* **HOW TO COMPLETE THIS TASK**
In the PageRank text below, recast the paragraph that begins "PageRank measures the importance" as a short bulleted list that keeps its main facts.

* **TEXT SHOWN**

-*-*-

PageRank Algorithm
PageRank measures the importance of each vertex in a graph. PageRank was started by Google's founders, who used the theory that the most important pages on the Internet are the pages with the most links leading to them. PageRank also looks at the importance of a page leading to the target page. So, if a given web page has incoming links from higher rank pages, it will be ranked higher.
Apache Spark GraphX PageRank
GraphX includes a number of built-in algorithms to leverage.
PageRank is one of the more popular ones popularized by the Google Search Engine and created by Larry Page.
GraphX also includes an example social network dataset that we can run PageRank on. A set of users is given indata/graphx/users.txt
, and a set of relationships between users is given in data/graphx/followers.txt
. We compute the PageRank of each user as follows:
1) Let's we have the following users (data/graphx/users.txt
):
1,BarackObama,Barack Obama
2,ladygaga,Goddess of Love
3,jeresig,John Resig
4,justinbieber,Justin Bieber
6,matei_zaharia,Matei Zaharia
7,odersky,Martin Odersky
8,anonsys
2) And the following relationships between users (data/graphx/followers.txt
):
2 1
4 1
1 2
6 3
7 3
7 6
6 7
3 7
3) So the source code of Spark's GraphX PageRank:
import org.apache.log4j.Logger
import org.apache.log4j.Level
import org.apache.spark.graphx.GraphLoader
import org.apache.spark.{SparkConf, SparkContext}
object PageRank {
def main(args: Array[String]): Unit = {
Logger.getLogger("org").setLevel(Level.OFF)
Logger.getLogger("akka").setLevel(Level.OFF)
val followers_data = args(0)
val users_data = args(1)
val conf = new SparkConf()
.setAppName("SparkGraphX")
.set("spark.executor.memory", "2g")
.setMaster("local[*]")
val sc = new SparkContext(conf)
// Load the edges as a graph
val graph = GraphLoader.edgeListFile(sc, followers_data)
graph.triplets.foreach(println)
// Run PageRank
val ranks = graph.pageRank(0.0001).vertices
// Join the ranks with the usernames
val users = sc.textFile(users_data).map { line =>
val fields = line.split(",")
(fields(0).toLong, fields(1))
}
val ranksByUsername = users.join(ranks).map {
case (id, (username, rank)) => (username, rank)
}
// Print the result
println(ranksByUsername.collect().mkString("\n"))
}
}
And result will be:
(justinbieber,0.15)
(matei_zaharia,0.7013599933629602)
(ladygaga,1.390049198216498)
(BarackObama,1.4588814096664682)
(jeresig,0.9993442038507723)
(odersky,1.2973176314422592)

-*-*-

* **INFORMATION PROVIDED**
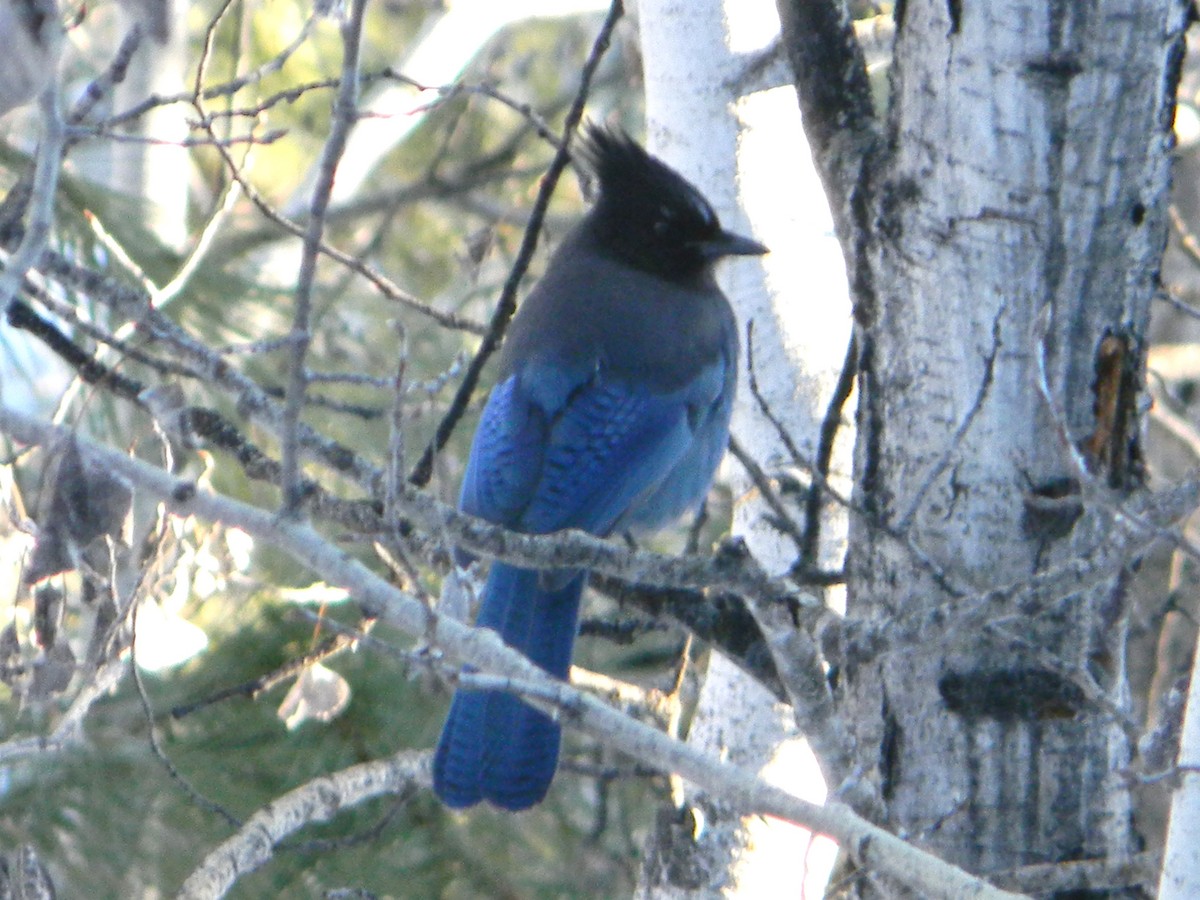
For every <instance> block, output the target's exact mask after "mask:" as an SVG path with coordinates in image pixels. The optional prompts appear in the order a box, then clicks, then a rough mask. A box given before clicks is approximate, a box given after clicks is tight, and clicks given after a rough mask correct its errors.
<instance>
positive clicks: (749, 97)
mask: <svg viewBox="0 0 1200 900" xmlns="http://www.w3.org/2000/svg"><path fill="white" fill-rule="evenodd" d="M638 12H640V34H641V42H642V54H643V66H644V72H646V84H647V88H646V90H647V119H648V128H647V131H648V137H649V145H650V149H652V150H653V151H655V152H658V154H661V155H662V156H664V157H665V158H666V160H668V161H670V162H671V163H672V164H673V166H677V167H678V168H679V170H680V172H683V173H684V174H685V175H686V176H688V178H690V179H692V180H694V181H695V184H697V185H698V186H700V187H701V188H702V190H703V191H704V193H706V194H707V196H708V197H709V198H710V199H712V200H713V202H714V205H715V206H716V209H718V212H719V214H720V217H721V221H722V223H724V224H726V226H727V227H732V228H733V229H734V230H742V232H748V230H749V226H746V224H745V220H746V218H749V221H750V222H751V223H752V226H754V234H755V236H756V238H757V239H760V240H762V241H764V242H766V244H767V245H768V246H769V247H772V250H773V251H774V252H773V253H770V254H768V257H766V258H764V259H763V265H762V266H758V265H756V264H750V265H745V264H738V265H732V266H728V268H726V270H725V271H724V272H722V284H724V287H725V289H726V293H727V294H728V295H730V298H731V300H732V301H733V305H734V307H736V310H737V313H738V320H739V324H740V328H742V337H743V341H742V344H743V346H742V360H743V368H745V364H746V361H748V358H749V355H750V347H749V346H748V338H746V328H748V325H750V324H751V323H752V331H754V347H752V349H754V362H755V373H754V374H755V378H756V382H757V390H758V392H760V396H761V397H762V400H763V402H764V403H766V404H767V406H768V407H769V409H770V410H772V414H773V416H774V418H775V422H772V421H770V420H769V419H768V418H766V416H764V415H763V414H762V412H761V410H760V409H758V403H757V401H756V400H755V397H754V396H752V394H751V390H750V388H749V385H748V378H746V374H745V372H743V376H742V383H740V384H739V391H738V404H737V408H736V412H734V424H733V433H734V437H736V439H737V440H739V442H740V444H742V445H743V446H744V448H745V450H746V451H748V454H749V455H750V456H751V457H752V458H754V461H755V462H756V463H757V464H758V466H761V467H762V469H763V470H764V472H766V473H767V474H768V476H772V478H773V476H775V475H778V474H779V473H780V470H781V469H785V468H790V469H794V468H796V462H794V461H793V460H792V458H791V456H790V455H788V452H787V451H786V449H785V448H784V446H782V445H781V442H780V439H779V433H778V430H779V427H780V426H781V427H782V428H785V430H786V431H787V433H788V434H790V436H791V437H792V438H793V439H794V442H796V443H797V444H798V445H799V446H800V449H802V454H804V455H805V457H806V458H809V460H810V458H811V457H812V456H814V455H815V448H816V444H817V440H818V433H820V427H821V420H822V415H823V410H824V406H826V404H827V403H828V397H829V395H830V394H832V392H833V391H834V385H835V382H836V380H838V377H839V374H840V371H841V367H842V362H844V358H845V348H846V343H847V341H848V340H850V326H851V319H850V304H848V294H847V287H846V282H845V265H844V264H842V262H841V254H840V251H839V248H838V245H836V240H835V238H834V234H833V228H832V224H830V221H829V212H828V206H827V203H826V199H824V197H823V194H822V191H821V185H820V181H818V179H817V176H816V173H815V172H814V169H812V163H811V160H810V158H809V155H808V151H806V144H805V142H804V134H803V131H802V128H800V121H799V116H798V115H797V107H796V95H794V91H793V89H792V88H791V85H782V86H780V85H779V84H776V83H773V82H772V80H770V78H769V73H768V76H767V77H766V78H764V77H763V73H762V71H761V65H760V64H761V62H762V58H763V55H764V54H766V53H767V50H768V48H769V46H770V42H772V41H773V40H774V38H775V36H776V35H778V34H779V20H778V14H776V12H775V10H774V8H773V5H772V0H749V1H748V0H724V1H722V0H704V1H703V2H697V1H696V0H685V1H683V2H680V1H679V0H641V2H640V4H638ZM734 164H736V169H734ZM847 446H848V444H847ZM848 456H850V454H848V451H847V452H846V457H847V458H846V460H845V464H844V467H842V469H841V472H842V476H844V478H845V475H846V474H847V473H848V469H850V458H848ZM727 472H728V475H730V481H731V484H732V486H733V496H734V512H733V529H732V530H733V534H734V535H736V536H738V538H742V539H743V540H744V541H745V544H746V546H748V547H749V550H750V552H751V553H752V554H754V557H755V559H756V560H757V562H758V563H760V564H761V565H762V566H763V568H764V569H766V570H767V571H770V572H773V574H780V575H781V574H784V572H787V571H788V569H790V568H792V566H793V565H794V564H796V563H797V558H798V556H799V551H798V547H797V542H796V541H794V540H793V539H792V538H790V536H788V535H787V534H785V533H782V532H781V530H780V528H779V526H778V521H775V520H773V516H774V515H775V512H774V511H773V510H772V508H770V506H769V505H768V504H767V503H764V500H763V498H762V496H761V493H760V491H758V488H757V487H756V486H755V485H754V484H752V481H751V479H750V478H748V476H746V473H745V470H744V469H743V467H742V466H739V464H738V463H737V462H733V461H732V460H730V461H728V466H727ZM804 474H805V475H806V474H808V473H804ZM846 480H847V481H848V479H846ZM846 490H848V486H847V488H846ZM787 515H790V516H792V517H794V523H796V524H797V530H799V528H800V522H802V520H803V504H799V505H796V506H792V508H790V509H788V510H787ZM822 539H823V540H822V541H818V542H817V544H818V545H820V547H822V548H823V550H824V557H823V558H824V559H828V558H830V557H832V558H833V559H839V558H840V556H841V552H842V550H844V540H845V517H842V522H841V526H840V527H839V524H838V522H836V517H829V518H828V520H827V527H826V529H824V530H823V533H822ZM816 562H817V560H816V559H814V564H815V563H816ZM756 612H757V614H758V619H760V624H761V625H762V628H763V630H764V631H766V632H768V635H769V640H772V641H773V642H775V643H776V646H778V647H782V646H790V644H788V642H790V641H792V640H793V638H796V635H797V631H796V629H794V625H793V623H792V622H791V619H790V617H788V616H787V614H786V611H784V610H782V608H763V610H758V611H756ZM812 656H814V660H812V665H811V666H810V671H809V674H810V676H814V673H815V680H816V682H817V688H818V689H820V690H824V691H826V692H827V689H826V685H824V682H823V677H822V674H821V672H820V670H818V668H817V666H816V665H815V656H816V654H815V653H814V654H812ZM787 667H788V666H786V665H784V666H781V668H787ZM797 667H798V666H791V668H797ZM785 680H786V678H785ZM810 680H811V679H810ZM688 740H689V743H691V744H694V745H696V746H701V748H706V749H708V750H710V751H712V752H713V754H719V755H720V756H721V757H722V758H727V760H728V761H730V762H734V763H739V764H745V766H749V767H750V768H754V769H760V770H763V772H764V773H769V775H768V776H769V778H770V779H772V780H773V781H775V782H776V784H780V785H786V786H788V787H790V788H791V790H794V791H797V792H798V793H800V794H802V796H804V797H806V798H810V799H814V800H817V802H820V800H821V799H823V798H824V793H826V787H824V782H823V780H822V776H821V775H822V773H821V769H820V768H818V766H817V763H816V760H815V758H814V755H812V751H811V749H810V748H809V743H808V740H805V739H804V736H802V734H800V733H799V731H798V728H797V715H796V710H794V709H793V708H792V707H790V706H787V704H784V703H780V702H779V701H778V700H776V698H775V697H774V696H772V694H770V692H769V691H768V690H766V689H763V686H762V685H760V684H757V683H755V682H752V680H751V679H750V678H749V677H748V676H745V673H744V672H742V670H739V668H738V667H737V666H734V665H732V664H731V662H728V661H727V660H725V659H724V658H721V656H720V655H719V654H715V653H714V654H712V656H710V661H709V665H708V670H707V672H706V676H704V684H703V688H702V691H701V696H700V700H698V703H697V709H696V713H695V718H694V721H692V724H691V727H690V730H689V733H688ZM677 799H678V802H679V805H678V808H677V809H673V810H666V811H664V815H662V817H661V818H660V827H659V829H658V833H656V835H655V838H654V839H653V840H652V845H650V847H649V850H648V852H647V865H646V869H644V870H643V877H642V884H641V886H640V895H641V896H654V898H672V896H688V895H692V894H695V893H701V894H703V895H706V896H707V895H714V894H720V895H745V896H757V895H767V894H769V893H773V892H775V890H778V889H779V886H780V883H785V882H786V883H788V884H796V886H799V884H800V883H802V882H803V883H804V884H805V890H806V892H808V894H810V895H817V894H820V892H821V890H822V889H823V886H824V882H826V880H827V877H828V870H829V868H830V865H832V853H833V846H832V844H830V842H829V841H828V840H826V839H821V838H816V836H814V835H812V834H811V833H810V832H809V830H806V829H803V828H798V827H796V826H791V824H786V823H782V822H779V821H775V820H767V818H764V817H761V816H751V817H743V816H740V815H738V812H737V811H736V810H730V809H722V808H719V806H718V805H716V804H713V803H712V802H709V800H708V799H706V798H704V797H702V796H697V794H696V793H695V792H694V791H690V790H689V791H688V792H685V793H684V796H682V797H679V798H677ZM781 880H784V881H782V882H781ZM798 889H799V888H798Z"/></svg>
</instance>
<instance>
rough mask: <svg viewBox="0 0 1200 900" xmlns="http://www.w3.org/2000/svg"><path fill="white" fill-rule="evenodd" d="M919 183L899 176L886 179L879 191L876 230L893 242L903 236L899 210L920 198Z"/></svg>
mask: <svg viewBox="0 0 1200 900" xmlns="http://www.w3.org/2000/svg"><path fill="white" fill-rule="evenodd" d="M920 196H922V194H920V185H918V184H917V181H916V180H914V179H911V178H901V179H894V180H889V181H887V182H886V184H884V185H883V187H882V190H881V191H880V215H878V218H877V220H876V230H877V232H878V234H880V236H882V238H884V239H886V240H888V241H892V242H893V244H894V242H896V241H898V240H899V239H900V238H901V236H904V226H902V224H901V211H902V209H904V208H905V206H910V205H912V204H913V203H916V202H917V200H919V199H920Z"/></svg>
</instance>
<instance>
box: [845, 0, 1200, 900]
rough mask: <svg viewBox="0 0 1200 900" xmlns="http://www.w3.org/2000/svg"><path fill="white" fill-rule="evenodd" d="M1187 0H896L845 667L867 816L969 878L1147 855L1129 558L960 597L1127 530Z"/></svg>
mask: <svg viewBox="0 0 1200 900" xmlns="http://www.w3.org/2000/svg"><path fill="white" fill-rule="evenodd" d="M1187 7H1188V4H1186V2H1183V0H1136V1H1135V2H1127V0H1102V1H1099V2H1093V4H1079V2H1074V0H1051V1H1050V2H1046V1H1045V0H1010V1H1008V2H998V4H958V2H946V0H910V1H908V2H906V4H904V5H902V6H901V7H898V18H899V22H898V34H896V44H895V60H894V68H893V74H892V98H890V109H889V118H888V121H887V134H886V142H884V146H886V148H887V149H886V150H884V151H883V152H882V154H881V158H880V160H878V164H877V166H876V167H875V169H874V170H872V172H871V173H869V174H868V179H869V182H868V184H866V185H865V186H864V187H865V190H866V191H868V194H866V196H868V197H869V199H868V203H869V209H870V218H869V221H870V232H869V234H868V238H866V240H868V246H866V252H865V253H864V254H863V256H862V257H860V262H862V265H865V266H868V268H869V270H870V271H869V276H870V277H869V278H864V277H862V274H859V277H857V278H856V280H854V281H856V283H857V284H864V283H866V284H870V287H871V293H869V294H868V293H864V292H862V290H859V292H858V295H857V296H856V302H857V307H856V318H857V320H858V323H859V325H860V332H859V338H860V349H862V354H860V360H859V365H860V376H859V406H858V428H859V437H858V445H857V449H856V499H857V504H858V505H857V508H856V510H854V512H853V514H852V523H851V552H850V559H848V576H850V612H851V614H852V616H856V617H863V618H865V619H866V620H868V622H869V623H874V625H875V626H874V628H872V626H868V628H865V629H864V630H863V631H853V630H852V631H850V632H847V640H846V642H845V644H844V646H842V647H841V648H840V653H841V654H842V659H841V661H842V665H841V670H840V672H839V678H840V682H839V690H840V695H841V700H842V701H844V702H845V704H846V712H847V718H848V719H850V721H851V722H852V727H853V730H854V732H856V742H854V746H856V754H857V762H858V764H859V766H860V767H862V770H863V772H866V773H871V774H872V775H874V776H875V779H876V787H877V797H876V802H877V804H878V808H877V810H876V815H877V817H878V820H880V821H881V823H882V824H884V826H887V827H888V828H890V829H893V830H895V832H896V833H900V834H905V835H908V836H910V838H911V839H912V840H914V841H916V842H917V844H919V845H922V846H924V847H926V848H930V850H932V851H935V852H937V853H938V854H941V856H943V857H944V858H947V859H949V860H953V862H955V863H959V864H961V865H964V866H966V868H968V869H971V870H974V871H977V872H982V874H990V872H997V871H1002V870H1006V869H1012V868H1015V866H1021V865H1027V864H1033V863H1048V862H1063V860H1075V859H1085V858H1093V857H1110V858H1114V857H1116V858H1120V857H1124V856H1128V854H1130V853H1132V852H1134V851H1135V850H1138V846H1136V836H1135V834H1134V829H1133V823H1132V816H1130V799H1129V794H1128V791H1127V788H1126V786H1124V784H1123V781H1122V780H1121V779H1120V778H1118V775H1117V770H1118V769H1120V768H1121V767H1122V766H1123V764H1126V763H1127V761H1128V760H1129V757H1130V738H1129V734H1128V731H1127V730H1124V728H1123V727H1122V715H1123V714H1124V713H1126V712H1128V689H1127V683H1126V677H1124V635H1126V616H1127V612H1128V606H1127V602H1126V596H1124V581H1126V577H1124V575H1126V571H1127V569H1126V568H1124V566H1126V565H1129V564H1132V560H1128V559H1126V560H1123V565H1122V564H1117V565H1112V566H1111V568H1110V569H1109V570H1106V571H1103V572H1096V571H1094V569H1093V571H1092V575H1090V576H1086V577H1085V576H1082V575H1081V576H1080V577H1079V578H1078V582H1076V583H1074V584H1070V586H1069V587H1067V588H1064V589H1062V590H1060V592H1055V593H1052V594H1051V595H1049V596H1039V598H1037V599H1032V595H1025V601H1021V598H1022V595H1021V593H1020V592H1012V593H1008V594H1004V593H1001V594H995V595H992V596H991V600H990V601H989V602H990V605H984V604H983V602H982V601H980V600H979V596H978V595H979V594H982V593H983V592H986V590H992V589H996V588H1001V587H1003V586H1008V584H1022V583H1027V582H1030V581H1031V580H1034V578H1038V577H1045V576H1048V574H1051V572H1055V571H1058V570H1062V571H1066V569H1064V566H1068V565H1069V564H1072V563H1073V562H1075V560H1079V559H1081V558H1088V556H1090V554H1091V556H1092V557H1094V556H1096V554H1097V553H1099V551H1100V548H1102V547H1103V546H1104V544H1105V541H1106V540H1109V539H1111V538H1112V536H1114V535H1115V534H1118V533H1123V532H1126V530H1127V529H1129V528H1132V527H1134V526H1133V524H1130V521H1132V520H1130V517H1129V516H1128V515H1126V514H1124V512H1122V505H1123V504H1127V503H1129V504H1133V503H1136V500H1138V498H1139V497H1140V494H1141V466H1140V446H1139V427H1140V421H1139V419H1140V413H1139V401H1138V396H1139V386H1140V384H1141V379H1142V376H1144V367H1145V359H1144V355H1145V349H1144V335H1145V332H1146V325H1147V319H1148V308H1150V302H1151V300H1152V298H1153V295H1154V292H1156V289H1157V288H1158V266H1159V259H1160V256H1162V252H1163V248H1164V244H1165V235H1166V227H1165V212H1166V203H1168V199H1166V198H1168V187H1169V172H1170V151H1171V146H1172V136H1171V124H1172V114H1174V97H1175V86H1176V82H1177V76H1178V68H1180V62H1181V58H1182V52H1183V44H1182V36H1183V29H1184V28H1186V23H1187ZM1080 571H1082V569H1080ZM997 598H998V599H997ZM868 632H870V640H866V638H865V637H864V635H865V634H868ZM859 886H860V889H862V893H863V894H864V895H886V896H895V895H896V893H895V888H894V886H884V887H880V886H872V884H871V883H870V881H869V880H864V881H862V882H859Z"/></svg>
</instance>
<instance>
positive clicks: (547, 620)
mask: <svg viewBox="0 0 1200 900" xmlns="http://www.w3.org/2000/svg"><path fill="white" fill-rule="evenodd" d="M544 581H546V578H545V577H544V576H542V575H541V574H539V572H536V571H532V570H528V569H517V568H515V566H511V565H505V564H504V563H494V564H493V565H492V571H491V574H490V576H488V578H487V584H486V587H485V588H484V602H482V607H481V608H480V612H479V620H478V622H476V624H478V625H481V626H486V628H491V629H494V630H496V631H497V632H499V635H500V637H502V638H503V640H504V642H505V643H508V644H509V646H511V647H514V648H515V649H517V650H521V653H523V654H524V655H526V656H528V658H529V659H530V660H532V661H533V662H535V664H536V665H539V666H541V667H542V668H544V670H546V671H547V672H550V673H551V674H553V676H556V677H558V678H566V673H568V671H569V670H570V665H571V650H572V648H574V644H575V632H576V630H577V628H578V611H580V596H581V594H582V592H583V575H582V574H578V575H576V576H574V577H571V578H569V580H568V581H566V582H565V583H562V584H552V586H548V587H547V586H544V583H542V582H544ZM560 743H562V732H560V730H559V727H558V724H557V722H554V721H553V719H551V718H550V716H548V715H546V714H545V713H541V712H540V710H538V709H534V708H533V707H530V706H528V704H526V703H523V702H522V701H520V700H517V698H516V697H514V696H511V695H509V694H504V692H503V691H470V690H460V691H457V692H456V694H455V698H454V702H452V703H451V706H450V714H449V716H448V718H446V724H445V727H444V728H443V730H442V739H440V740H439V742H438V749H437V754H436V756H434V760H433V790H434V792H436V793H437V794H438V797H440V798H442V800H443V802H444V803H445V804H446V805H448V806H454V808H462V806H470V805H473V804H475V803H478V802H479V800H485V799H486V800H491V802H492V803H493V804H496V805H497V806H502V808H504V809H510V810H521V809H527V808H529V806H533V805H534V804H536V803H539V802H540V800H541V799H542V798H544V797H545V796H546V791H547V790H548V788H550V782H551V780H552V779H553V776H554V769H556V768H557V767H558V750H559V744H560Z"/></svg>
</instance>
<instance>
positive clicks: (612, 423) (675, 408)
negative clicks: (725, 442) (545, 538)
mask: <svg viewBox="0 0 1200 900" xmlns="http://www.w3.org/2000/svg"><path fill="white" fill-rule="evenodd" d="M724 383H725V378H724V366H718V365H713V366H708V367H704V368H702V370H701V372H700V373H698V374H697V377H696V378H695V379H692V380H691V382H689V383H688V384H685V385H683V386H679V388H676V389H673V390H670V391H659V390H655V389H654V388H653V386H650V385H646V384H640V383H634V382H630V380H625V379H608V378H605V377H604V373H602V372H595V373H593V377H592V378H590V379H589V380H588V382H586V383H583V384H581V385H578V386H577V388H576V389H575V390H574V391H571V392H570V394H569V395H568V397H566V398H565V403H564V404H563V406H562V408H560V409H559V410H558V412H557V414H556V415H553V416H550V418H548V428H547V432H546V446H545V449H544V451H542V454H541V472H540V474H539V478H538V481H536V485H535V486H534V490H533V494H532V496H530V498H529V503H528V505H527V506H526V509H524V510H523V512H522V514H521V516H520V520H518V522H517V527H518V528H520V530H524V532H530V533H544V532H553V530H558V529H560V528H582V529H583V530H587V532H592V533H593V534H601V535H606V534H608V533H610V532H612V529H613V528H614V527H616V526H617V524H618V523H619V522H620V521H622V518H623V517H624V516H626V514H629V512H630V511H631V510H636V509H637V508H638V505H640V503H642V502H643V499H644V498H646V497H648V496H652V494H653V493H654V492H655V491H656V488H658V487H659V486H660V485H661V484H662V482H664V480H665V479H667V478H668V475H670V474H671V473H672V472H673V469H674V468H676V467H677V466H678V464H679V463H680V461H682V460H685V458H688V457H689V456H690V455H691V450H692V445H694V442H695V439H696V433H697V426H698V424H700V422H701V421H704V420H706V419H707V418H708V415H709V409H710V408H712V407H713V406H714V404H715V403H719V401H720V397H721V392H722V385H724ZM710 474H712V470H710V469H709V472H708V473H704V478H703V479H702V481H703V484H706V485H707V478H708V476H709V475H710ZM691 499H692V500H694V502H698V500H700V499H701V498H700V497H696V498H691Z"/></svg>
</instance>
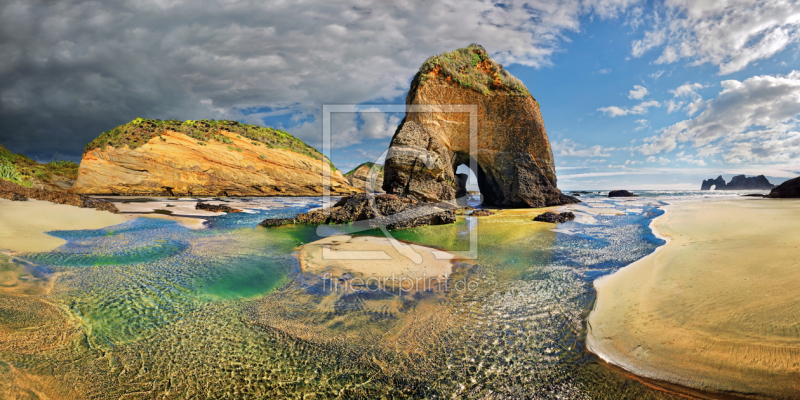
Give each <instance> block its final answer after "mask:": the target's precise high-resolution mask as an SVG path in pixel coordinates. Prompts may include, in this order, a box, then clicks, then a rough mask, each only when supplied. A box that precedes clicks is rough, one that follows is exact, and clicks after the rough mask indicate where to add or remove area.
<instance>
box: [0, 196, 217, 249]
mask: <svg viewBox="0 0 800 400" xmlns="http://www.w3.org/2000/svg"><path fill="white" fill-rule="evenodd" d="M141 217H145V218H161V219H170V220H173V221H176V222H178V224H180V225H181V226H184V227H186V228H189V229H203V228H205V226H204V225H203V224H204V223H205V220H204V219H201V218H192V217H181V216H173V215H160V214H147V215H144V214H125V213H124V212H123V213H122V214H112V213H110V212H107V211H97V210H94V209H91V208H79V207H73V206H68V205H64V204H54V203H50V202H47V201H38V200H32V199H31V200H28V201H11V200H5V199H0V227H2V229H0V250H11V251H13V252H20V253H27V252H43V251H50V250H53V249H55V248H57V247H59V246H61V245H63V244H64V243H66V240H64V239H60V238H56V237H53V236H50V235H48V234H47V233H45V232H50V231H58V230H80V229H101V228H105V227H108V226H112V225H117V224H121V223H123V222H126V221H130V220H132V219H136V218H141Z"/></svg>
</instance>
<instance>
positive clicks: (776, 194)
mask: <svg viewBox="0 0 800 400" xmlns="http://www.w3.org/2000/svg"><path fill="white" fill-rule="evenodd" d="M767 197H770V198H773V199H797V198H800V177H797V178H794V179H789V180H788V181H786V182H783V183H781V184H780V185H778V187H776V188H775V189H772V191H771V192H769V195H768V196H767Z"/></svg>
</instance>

-*-*-

* **RESPONSE BELOW**
- PageRank measures the importance of each vertex in a graph.
- Google's founders started it, based on the theory that the most important pages on the Internet are those with the most links leading to them.
- It also considers the importance of the pages that link to a target page.
- A page with incoming links from higher-ranked pages is ranked higher.